What you have to do: Find the number of lines below in which the word "artwork" occurs. Write only that number.

Records to use:
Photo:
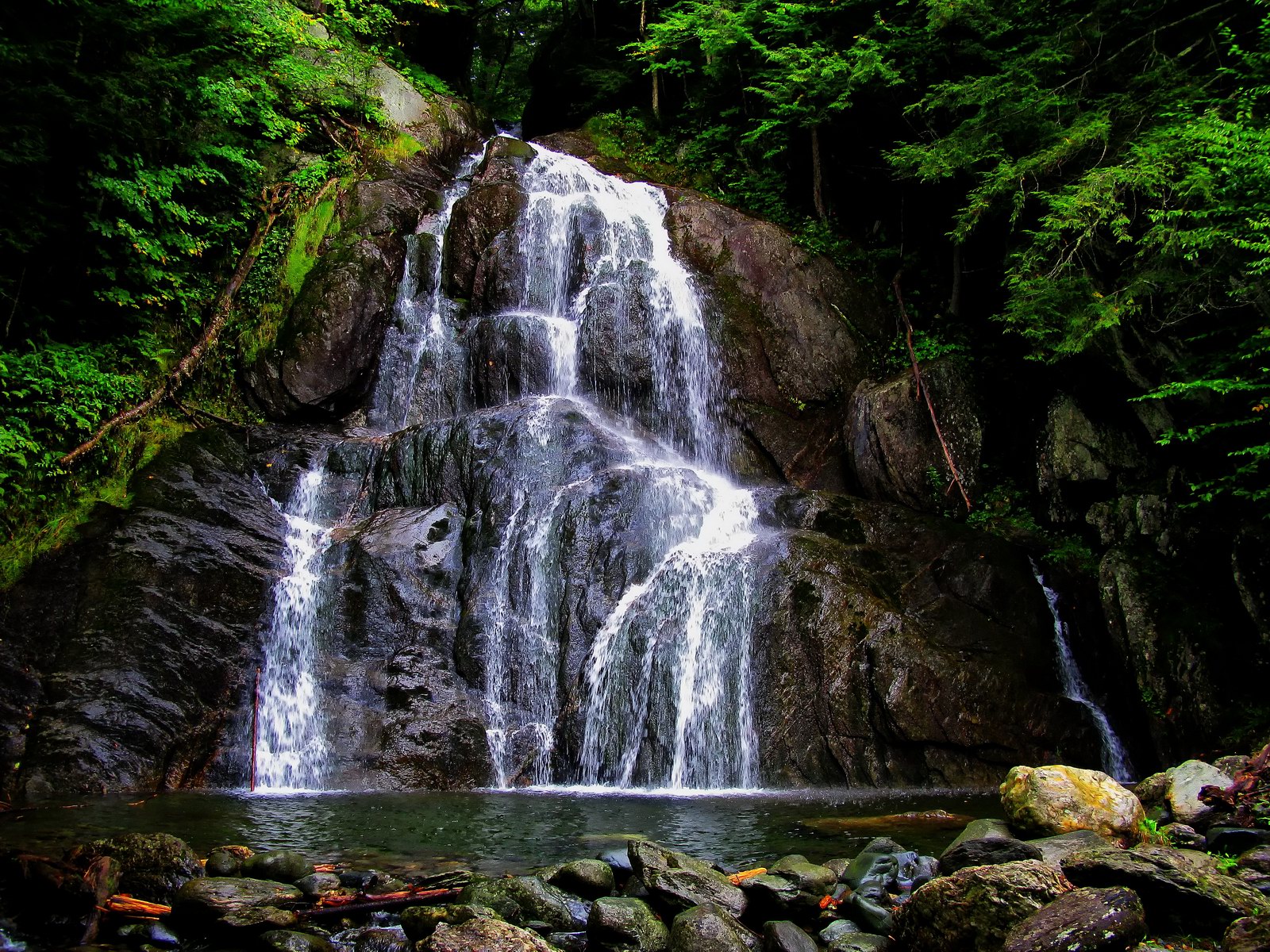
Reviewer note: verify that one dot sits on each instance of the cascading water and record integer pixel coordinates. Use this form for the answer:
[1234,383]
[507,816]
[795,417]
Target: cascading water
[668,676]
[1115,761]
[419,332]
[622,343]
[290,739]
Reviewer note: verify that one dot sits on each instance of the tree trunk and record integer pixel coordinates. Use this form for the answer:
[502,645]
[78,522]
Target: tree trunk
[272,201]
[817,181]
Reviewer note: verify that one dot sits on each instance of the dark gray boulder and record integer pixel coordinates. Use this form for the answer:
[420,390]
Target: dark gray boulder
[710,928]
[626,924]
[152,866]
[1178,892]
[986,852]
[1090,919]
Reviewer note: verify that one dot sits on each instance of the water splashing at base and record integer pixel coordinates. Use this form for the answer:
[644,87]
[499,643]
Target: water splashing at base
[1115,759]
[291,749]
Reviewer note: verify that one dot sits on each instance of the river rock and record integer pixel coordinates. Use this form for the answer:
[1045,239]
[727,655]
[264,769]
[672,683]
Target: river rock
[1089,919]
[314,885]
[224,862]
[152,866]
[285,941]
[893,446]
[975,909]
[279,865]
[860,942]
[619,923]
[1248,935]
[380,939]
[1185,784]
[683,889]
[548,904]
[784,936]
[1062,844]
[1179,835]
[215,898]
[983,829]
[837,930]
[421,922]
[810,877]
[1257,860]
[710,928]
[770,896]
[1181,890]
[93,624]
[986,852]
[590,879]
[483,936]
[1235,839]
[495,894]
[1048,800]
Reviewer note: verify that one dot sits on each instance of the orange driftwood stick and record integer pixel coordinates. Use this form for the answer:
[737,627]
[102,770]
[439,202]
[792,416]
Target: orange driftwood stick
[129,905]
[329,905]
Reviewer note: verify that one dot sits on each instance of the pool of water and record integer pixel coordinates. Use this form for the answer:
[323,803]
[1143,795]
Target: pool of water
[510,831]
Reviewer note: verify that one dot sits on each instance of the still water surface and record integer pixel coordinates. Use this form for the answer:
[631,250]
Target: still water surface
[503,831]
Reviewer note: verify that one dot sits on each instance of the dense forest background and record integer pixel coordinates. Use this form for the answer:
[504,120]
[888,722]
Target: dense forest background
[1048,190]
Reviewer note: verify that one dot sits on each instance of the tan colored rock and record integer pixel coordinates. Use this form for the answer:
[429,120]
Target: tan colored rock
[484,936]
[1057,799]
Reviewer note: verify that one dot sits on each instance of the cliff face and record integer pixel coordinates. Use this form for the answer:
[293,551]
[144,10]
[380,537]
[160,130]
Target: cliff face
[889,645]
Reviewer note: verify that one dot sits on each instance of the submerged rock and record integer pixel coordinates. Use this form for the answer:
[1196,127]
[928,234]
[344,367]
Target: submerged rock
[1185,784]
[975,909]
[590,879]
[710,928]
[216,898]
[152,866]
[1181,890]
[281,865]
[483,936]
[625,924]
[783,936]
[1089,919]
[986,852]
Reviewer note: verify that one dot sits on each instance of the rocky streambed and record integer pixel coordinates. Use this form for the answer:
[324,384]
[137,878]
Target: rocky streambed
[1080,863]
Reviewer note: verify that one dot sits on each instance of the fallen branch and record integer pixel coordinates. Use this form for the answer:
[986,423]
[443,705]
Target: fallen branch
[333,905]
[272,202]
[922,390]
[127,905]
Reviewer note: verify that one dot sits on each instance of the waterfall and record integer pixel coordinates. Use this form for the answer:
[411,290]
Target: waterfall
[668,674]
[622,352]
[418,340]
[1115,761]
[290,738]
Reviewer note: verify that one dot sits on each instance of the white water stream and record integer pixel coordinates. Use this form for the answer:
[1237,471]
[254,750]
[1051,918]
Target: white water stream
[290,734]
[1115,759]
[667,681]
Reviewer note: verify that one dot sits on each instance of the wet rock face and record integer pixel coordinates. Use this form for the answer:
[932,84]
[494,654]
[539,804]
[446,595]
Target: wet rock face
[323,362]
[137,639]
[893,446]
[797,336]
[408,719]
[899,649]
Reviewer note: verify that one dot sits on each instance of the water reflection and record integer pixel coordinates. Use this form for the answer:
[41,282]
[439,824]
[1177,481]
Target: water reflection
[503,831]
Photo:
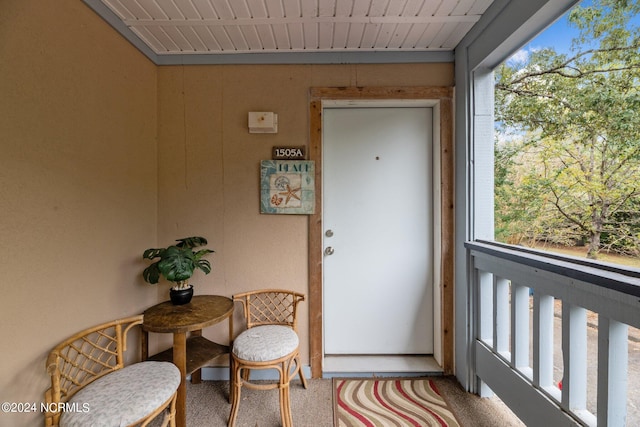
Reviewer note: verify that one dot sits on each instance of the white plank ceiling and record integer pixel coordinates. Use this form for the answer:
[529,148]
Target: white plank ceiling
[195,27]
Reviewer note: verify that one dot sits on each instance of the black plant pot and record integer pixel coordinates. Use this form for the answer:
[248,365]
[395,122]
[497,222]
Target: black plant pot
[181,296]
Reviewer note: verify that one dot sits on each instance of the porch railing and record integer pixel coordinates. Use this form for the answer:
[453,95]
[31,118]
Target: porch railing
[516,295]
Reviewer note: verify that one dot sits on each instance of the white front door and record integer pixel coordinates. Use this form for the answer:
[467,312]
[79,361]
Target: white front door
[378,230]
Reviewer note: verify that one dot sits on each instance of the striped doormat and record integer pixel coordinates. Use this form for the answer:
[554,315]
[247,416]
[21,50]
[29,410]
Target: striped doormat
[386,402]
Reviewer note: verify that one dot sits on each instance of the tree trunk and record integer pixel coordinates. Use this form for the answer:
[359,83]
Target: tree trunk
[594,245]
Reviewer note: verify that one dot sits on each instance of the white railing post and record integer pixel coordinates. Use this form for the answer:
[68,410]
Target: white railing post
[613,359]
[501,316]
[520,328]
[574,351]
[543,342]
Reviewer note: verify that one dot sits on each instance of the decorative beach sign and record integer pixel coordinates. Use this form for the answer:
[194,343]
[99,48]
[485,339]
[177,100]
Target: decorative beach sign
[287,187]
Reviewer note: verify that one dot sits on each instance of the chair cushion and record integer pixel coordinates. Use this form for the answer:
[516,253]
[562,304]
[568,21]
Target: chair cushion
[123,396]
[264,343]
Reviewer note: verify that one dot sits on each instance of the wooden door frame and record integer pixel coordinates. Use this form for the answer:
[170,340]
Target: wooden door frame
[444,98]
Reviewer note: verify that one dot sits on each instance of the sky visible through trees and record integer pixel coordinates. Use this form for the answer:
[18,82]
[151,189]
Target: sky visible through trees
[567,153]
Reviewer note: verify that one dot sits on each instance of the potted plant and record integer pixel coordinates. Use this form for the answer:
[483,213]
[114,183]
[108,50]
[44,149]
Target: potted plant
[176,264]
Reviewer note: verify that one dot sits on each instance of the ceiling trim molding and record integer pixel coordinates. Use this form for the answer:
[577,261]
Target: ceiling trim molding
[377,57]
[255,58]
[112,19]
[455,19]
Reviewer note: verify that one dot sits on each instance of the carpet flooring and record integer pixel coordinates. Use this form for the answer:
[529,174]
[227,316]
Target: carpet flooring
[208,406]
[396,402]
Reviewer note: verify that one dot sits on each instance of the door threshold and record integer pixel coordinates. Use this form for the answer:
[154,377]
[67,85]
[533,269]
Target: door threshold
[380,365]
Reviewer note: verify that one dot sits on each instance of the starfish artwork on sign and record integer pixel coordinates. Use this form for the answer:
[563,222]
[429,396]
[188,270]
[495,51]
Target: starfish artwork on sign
==
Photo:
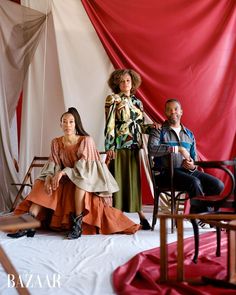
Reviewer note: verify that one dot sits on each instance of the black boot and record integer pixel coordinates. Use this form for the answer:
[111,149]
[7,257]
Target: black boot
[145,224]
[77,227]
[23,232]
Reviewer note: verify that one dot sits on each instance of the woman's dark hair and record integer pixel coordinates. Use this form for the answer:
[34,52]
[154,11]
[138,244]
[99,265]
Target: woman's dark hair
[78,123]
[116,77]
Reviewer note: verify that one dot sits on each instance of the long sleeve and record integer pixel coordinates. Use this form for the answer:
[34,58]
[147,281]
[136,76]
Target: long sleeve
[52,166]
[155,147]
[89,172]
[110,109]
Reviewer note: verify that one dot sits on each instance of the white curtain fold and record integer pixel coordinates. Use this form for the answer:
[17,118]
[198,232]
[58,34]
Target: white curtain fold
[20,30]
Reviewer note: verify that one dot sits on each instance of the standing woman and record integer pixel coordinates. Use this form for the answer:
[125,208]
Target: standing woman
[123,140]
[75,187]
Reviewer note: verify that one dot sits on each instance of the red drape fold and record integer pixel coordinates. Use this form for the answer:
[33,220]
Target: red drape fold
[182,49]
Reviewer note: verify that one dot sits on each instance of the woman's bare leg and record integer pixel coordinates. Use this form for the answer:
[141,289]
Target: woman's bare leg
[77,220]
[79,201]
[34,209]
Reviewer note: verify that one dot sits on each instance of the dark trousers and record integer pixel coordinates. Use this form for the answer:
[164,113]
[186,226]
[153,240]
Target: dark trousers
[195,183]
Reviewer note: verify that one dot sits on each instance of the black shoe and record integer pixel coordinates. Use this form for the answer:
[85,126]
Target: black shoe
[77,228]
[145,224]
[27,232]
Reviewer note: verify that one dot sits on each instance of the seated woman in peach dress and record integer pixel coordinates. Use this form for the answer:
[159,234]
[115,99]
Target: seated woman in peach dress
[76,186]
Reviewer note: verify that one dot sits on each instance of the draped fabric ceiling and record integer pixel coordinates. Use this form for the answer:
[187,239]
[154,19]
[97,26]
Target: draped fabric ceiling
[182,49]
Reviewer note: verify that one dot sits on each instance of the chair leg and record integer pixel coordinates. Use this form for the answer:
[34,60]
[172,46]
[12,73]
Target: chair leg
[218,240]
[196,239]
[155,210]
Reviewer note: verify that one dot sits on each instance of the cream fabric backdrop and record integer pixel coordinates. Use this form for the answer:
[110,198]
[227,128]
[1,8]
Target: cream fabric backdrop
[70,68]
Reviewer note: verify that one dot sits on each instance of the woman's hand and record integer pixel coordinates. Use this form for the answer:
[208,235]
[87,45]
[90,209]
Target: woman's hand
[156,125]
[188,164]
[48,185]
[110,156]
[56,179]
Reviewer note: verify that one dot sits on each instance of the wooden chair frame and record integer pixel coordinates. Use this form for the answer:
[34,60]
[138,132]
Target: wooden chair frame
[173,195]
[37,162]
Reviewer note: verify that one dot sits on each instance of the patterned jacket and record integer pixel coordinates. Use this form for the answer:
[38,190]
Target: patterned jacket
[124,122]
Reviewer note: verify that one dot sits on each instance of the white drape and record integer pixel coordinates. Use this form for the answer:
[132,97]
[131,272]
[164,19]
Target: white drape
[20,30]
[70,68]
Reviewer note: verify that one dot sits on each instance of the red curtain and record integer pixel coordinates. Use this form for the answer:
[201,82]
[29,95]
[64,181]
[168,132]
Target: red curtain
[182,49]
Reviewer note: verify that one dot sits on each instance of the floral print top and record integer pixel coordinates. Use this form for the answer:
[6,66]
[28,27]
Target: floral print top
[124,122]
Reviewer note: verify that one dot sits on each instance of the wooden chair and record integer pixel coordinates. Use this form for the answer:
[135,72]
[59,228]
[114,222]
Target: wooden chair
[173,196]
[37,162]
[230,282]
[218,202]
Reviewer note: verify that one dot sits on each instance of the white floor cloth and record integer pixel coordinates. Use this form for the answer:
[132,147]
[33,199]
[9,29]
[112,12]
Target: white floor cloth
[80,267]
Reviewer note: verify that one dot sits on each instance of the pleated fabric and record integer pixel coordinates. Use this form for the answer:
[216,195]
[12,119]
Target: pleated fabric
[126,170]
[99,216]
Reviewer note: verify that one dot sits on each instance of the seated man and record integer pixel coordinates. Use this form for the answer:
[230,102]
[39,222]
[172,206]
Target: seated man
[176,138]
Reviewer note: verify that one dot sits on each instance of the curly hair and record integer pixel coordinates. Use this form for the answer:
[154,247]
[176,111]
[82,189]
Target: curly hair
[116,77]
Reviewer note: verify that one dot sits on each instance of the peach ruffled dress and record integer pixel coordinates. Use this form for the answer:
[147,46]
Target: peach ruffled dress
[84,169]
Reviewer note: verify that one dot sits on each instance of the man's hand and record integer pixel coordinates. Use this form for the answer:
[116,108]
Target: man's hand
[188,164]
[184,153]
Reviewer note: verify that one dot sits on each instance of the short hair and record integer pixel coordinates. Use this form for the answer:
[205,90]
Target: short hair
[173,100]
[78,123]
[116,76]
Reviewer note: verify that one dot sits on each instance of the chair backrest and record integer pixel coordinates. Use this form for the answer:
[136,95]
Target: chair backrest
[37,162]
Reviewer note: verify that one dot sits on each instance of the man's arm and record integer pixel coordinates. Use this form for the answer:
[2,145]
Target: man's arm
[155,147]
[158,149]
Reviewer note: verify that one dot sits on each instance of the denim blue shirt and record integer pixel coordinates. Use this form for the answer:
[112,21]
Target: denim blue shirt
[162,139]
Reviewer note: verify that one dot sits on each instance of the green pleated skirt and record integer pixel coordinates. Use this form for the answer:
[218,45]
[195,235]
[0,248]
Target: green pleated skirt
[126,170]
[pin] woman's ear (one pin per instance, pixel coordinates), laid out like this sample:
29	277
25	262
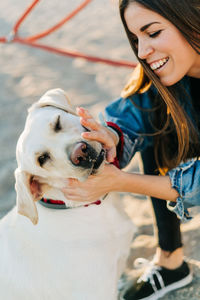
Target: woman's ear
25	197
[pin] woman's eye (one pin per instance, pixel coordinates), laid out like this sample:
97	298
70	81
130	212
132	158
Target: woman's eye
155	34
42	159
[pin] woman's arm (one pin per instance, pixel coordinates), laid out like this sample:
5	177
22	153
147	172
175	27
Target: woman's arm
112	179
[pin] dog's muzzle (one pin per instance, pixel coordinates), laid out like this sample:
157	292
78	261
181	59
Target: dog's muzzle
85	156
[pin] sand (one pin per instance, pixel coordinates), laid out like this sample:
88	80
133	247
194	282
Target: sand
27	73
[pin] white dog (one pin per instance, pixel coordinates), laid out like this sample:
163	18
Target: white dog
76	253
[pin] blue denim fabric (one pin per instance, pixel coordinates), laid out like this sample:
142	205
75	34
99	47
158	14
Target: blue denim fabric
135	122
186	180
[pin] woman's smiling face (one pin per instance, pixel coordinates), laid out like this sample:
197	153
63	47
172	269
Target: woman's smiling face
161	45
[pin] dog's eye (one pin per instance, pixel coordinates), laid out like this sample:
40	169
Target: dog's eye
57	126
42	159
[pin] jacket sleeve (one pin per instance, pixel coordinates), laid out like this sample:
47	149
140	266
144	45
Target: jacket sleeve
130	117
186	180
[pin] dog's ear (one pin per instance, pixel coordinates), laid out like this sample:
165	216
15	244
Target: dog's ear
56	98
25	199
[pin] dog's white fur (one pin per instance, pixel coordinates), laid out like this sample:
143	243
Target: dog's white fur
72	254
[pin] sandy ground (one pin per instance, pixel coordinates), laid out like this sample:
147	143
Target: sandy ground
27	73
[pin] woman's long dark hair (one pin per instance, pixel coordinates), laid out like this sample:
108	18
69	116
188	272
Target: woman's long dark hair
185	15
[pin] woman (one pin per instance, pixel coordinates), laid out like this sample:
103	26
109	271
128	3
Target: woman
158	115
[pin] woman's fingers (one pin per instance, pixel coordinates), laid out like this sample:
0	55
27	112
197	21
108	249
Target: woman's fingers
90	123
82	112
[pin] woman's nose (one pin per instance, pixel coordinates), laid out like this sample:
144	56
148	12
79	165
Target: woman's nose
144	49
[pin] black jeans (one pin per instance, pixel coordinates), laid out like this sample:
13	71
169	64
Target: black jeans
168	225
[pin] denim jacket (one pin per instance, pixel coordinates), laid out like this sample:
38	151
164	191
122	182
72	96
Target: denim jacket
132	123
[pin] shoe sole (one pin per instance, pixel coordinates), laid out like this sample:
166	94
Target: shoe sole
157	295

Task result: 2